== Excerpt to read ==

How does host genome determine the microbiome?

Name of applicant

Jack Howe

Institution

University of Oxford, United Kingdom

Amount

DKK 1,831,485

Year

2020

Type of grant

Reintegration Fellowships

What?

Like all other animals, we carry trillions of bacteria in and on our bodies, collectively called the microbiome. These bacteria, however, are not just passive hitchhikers, and have profound implications for organismal health and function. They enable animals to exploit novel food sources, they influence animal behaviour and hibernation patterns, and associations with bacteria have been linked to the evolution of multicellular animals. Controlling the composition of the microbiota is therefore paramount. This project aims to establish how animals evolved to control which bacteria comprise the microbiome, and how those bacteria have evolved for a life with animals, by establishing a uniquely tractable model system for the study of host-microbiome interactions: the planarian flatworms.

Why?

===
== Recorded data ==

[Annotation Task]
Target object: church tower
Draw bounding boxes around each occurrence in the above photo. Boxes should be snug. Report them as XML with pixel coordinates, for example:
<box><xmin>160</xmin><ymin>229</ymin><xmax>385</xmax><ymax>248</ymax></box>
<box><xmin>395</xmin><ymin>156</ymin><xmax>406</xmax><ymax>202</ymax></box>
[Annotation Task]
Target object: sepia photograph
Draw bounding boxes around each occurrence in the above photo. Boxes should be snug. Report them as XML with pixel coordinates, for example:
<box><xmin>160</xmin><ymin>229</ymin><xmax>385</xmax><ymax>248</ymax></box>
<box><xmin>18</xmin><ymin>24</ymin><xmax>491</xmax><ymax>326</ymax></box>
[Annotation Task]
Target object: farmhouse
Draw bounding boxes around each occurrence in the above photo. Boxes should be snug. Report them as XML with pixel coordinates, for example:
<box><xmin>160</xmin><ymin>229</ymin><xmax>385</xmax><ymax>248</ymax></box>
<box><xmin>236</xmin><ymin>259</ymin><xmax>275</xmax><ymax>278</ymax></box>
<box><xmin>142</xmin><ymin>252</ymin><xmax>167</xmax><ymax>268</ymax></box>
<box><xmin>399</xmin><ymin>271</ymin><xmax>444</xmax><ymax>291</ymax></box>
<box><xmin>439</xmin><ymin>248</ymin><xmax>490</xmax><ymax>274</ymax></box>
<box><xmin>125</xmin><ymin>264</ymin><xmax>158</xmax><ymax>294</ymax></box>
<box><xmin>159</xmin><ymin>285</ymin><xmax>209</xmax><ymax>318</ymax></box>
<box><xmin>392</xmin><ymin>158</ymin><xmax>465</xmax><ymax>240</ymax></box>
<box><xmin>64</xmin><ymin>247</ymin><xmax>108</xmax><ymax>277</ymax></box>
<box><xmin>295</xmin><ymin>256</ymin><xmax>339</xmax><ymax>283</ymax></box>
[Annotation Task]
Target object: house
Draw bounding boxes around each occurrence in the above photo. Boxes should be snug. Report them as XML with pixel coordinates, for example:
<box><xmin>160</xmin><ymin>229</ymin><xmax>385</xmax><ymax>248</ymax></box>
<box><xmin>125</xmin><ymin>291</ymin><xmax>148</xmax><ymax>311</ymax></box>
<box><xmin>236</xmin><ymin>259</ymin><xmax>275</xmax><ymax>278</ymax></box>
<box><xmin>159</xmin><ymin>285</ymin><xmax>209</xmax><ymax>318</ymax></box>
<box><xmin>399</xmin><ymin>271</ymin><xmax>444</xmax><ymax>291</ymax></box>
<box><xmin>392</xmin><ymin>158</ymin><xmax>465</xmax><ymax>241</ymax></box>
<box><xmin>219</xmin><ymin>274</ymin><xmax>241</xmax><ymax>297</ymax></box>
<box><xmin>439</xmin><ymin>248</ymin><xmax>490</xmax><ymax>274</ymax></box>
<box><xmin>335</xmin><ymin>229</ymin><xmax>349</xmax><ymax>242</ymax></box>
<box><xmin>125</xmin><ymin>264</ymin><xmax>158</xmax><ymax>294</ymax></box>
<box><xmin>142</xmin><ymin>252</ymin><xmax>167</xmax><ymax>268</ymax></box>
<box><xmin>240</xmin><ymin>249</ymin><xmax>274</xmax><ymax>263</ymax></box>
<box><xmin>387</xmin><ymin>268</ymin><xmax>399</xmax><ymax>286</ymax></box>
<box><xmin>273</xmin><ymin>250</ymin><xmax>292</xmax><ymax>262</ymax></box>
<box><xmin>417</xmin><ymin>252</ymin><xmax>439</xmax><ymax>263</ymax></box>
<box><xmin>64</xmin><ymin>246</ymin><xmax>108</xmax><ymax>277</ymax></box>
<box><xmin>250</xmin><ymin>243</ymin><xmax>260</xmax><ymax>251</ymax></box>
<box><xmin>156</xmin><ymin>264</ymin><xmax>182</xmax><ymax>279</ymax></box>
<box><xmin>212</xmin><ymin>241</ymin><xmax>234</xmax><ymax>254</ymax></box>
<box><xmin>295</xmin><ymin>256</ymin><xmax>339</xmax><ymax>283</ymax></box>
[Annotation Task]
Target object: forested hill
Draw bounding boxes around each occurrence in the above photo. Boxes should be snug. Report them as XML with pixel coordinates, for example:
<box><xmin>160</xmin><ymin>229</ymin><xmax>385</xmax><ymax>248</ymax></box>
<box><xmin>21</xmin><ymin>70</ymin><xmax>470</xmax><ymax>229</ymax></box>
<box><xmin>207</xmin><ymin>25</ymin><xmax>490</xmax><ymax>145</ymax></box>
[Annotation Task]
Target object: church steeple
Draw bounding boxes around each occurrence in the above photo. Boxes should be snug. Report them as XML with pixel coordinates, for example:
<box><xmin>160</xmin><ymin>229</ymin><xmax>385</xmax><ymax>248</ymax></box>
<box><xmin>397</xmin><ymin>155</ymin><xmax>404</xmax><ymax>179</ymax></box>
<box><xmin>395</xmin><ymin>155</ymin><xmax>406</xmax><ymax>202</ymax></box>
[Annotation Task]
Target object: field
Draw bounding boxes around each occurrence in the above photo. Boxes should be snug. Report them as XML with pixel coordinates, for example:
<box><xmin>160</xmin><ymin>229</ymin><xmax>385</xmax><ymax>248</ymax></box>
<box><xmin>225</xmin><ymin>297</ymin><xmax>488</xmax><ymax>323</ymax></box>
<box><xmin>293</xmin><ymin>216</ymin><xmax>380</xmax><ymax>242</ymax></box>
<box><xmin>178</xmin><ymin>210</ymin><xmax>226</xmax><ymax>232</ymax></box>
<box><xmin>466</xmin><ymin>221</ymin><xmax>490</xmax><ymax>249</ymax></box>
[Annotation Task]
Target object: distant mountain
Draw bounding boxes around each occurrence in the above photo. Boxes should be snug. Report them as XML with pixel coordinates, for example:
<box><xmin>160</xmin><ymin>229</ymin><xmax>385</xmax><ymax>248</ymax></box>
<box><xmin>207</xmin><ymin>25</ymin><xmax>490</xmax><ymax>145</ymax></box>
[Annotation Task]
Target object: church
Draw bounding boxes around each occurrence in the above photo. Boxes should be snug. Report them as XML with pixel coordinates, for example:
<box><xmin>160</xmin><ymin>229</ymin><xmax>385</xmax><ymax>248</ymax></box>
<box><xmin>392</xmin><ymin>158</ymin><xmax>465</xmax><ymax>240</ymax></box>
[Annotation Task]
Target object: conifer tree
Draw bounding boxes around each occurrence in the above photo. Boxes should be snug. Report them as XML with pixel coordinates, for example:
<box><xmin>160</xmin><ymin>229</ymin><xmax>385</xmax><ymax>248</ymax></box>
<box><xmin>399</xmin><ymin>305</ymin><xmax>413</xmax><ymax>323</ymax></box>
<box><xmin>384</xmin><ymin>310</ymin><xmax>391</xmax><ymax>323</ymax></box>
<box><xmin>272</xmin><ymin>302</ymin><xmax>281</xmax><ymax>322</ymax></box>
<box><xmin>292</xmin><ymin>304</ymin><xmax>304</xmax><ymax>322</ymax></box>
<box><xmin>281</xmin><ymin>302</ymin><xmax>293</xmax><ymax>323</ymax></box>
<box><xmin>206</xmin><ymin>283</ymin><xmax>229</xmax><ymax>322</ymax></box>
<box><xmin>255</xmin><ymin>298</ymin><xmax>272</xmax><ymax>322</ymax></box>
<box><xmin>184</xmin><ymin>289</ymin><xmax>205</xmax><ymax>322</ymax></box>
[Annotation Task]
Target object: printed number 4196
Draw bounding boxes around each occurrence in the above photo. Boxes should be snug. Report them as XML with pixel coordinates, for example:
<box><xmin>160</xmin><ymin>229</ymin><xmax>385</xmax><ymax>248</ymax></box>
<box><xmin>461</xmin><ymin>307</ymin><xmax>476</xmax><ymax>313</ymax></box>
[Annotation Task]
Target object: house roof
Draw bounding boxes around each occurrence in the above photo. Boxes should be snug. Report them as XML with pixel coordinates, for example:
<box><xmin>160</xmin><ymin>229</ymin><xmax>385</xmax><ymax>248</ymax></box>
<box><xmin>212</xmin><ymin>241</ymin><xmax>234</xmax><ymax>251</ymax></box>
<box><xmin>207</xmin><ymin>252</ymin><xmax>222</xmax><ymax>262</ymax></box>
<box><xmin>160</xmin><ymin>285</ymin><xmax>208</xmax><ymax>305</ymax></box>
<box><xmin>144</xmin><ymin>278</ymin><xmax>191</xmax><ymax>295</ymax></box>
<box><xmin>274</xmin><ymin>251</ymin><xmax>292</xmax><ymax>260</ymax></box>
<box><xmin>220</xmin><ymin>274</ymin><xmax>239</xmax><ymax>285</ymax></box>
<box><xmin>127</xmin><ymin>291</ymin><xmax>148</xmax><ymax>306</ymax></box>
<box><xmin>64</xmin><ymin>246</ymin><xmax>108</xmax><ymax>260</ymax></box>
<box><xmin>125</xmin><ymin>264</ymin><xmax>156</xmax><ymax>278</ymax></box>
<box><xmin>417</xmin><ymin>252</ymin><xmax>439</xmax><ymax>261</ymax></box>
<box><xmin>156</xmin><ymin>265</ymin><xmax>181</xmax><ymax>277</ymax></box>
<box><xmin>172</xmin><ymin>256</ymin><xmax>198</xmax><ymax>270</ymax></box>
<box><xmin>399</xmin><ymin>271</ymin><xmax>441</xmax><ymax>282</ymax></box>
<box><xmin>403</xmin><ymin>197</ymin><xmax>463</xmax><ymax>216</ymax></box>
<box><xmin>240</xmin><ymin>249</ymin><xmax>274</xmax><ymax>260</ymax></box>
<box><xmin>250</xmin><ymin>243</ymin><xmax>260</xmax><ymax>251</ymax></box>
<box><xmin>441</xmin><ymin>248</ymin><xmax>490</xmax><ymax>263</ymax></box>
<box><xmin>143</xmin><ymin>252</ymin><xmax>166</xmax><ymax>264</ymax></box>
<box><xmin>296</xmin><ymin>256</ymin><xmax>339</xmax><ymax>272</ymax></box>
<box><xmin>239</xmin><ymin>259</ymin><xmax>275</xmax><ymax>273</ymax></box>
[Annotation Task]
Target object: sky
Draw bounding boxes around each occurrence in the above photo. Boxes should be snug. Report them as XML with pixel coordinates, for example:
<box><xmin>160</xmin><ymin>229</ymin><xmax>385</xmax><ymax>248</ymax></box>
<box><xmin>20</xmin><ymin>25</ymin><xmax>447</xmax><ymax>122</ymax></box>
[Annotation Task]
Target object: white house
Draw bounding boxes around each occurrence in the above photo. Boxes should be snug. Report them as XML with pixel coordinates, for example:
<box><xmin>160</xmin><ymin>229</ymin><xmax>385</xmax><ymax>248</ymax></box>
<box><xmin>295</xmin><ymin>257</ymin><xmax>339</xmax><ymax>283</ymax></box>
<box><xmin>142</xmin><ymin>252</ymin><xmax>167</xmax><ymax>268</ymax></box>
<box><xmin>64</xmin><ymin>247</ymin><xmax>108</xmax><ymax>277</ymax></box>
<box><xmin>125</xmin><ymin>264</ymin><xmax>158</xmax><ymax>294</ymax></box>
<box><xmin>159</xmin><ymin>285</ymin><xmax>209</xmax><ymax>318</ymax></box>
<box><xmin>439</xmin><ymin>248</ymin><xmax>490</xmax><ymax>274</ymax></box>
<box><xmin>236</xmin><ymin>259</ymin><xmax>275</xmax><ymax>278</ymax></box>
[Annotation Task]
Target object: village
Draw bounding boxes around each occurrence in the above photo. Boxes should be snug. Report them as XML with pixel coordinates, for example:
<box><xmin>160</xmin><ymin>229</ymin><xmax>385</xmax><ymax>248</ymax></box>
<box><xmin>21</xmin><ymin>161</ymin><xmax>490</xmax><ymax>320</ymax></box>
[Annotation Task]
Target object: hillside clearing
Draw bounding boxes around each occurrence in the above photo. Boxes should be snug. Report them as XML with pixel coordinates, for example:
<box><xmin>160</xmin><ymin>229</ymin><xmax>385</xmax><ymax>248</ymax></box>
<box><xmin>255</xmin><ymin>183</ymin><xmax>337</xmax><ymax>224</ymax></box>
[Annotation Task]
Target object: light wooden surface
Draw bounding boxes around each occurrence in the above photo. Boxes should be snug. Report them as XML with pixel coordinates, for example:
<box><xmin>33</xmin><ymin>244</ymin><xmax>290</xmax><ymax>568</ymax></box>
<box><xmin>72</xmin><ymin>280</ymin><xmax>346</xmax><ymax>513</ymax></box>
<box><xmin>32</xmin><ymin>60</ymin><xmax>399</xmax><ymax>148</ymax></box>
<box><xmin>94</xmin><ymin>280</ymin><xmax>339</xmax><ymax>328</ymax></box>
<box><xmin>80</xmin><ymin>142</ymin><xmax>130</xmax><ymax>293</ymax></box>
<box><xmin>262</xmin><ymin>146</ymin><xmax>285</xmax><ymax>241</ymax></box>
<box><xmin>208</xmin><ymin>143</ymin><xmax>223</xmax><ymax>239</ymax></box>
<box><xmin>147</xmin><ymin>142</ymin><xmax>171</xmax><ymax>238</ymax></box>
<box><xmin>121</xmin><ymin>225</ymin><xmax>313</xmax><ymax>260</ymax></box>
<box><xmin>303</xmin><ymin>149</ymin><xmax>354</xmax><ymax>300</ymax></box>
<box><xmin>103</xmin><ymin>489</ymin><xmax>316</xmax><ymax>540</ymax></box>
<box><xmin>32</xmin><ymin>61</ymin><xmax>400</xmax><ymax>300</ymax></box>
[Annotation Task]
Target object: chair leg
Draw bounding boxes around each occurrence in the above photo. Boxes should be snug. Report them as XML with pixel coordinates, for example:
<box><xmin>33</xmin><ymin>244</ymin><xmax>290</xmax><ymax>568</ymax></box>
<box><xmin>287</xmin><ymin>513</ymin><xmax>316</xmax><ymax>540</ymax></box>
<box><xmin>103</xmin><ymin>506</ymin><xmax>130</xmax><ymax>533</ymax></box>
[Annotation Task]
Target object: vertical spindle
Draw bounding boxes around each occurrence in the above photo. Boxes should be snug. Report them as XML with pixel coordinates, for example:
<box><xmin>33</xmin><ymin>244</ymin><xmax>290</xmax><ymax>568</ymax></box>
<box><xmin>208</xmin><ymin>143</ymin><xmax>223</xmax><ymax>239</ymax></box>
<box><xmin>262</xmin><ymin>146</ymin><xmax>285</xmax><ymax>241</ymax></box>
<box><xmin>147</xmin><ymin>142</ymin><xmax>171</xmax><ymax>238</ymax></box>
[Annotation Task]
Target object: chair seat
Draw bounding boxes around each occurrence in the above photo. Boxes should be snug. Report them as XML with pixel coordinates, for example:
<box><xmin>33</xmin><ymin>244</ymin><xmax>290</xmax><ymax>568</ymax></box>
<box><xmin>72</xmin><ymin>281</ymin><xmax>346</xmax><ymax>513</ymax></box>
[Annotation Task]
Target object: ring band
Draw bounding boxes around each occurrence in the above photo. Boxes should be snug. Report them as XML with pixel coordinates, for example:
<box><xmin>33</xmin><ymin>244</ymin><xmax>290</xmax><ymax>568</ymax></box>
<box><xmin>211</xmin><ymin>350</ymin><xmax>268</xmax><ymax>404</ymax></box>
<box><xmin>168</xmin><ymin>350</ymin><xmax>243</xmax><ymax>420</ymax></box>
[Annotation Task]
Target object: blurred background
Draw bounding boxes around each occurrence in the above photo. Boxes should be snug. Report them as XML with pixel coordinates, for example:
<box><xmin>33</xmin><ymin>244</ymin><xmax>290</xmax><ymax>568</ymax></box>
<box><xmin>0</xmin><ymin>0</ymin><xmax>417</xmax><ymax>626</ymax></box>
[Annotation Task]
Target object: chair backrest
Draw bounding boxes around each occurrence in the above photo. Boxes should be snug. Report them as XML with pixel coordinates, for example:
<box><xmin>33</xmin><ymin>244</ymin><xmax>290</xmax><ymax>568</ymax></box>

===

Action item:
Answer these questions about the grant summary above:
(a) Which institution is listed for the applicant?
(b) What amount was awarded?
(c) Which animals does the project propose as its model system for studying host-microbiome interactions?

Exercise output:
(a) University of Oxford, United Kingdom
(b) DKK 1,831,485
(c) The planarian flatworms